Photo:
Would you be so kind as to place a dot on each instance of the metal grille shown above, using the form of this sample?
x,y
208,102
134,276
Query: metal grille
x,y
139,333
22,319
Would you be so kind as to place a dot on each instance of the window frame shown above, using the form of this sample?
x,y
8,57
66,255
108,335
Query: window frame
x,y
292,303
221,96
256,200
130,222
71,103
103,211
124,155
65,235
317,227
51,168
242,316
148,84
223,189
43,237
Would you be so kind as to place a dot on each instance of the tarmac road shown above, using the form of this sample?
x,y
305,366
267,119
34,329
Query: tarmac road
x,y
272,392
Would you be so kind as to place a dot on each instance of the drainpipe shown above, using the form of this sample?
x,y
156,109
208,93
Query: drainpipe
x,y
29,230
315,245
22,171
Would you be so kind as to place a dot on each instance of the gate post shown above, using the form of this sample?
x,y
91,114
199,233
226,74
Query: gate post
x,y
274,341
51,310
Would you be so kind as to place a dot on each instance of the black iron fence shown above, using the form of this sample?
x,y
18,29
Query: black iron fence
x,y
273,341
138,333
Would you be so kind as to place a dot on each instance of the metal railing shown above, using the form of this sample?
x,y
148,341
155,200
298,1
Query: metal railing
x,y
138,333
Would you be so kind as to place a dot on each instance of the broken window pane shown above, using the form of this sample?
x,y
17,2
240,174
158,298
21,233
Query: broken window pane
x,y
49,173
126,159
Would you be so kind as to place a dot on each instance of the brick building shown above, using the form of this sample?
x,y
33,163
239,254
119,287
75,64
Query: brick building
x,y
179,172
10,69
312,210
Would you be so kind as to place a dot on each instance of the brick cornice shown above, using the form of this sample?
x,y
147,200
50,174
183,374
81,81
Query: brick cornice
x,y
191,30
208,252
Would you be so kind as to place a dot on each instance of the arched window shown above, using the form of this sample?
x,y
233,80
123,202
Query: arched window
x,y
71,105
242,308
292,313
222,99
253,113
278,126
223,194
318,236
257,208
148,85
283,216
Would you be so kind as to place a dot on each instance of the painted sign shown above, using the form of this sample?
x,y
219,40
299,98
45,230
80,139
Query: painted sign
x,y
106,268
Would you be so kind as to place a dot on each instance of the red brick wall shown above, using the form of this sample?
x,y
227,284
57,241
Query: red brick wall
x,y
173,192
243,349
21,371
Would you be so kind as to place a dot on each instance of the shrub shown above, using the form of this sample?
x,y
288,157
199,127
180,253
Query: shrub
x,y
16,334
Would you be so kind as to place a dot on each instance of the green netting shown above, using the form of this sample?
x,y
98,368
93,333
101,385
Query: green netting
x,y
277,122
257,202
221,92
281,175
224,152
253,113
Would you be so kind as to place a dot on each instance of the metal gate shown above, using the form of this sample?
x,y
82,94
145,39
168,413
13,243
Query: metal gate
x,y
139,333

About this task –
All lines from the one containing "of the green" down to the final line above are to be restated word for word; leave out the rest.

Completed exercise –
Would you be so kind as to place a dot on each instance of the green netting shown above, using the form of this sample?
x,y
98,368
93,333
101,385
Query: green netting
x,y
277,122
257,202
221,92
281,175
224,152
253,113
Would you be so kind as to place a dot on each instance of the metal gate shown above, using the form of this sample?
x,y
82,94
145,39
168,413
13,243
Query: metal gate
x,y
139,333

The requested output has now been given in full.